• **MATERIAL TO PROCESS**:

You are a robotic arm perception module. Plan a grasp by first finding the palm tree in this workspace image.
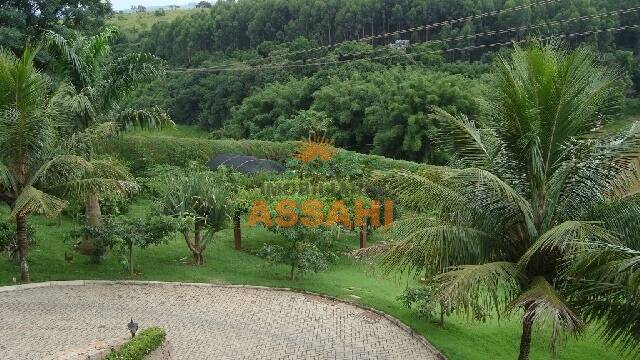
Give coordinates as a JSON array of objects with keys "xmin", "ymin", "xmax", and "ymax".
[
  {"xmin": 375, "ymin": 45, "xmax": 640, "ymax": 360},
  {"xmin": 159, "ymin": 171, "xmax": 228, "ymax": 265},
  {"xmin": 567, "ymin": 239, "xmax": 640, "ymax": 357},
  {"xmin": 46, "ymin": 27, "xmax": 174, "ymax": 226},
  {"xmin": 0, "ymin": 46, "xmax": 121, "ymax": 282}
]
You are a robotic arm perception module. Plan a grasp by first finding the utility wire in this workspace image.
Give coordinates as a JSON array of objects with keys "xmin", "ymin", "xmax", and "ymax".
[
  {"xmin": 176, "ymin": 0, "xmax": 565, "ymax": 70},
  {"xmin": 169, "ymin": 24, "xmax": 640, "ymax": 72},
  {"xmin": 169, "ymin": 20, "xmax": 640, "ymax": 72},
  {"xmin": 180, "ymin": 6, "xmax": 640, "ymax": 71}
]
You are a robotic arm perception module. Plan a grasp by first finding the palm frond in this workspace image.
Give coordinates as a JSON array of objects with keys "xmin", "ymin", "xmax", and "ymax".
[
  {"xmin": 431, "ymin": 261, "xmax": 526, "ymax": 314},
  {"xmin": 10, "ymin": 186, "xmax": 67, "ymax": 217},
  {"xmin": 44, "ymin": 30, "xmax": 91, "ymax": 85},
  {"xmin": 433, "ymin": 107, "xmax": 497, "ymax": 165},
  {"xmin": 508, "ymin": 276, "xmax": 584, "ymax": 354},
  {"xmin": 450, "ymin": 168, "xmax": 537, "ymax": 237},
  {"xmin": 518, "ymin": 220, "xmax": 619, "ymax": 267},
  {"xmin": 380, "ymin": 214, "xmax": 494, "ymax": 274}
]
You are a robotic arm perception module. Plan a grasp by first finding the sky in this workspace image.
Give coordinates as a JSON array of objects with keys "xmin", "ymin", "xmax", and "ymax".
[{"xmin": 111, "ymin": 0, "xmax": 192, "ymax": 10}]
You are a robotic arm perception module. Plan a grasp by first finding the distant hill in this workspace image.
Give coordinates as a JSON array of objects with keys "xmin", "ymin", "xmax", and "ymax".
[{"xmin": 108, "ymin": 3, "xmax": 206, "ymax": 39}]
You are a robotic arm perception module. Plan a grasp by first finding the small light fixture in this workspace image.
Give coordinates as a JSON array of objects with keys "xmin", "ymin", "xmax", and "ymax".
[{"xmin": 127, "ymin": 319, "xmax": 138, "ymax": 337}]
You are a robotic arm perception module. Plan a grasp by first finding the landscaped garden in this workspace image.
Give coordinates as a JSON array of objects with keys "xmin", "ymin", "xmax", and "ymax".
[{"xmin": 0, "ymin": 1, "xmax": 640, "ymax": 360}]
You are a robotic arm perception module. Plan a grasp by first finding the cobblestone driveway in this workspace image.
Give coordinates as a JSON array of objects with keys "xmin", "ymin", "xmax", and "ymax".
[{"xmin": 0, "ymin": 284, "xmax": 437, "ymax": 360}]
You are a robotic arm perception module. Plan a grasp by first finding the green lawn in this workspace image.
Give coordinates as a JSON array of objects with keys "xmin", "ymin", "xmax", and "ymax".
[{"xmin": 0, "ymin": 200, "xmax": 620, "ymax": 360}]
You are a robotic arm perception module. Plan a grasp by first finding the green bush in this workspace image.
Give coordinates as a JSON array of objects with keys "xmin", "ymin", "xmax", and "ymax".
[
  {"xmin": 98, "ymin": 135, "xmax": 422, "ymax": 175},
  {"xmin": 105, "ymin": 327, "xmax": 167, "ymax": 360},
  {"xmin": 98, "ymin": 135, "xmax": 296, "ymax": 174}
]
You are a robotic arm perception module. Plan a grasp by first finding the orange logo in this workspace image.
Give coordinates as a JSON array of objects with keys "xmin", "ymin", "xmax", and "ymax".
[{"xmin": 295, "ymin": 132, "xmax": 336, "ymax": 164}]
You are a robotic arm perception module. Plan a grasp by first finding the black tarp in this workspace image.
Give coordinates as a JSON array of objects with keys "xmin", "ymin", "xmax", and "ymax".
[{"xmin": 207, "ymin": 154, "xmax": 286, "ymax": 174}]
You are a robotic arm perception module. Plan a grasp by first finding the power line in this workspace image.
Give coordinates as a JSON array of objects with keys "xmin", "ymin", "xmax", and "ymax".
[
  {"xmin": 187, "ymin": 6, "xmax": 640, "ymax": 71},
  {"xmin": 176, "ymin": 0, "xmax": 565, "ymax": 70},
  {"xmin": 170, "ymin": 24, "xmax": 640, "ymax": 72}
]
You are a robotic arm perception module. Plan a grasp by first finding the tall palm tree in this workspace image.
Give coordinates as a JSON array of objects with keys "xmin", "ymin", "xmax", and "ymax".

• **WORK TO COMPLETE**:
Copy the rows starting at the line that contains "lawn in this workspace image." and ending with the last row, changing every "perception module" to "vision system" and leaving everything else as it is.

• **ANSWER TO THE PROBLEM**:
You are a robotic arm vision system. Plan a grasp by first finding the green lawn in this workspace image.
Give coordinates as a JSON array of objects with keys "xmin", "ymin", "xmax", and "ymax".
[{"xmin": 0, "ymin": 200, "xmax": 620, "ymax": 360}]
You are a robotic arm vision system. Plan a grasp by first finding the green bush in this workspace image.
Give coordinates as a JSON array of objects with keys "xmin", "ymin", "xmax", and "ymax".
[
  {"xmin": 98, "ymin": 135, "xmax": 422, "ymax": 175},
  {"xmin": 105, "ymin": 327, "xmax": 167, "ymax": 360},
  {"xmin": 98, "ymin": 135, "xmax": 296, "ymax": 174}
]
You are a robotic arm vision system. Plan a grasp by first finding the orange logo in this workspace image.
Give coordinates as a JSON array of objects with keys "xmin", "ymin", "xmax", and "ymax".
[{"xmin": 295, "ymin": 132, "xmax": 336, "ymax": 164}]
You are a robotic arm vision system. Plan a grasp by first finding the black tarp in this workspace image.
Give coordinates as a JSON array of objects with keys "xmin", "ymin", "xmax", and "ymax".
[{"xmin": 207, "ymin": 154, "xmax": 286, "ymax": 174}]
You are a robotic arm vision system. Plan a grasp by first finding the power line in this workspace image.
Give coordinates as a JSON array of objects with keys "xmin", "ymin", "xmax", and "ymax".
[
  {"xmin": 187, "ymin": 6, "xmax": 640, "ymax": 71},
  {"xmin": 176, "ymin": 0, "xmax": 565, "ymax": 70},
  {"xmin": 170, "ymin": 24, "xmax": 640, "ymax": 72}
]
You are a robotic arm vision system. Plan a grasp by first finding the tall palm tree in this workspace image.
Give coordinates as a JSON array of objects with keys "xmin", "ymin", "xmax", and "ymax".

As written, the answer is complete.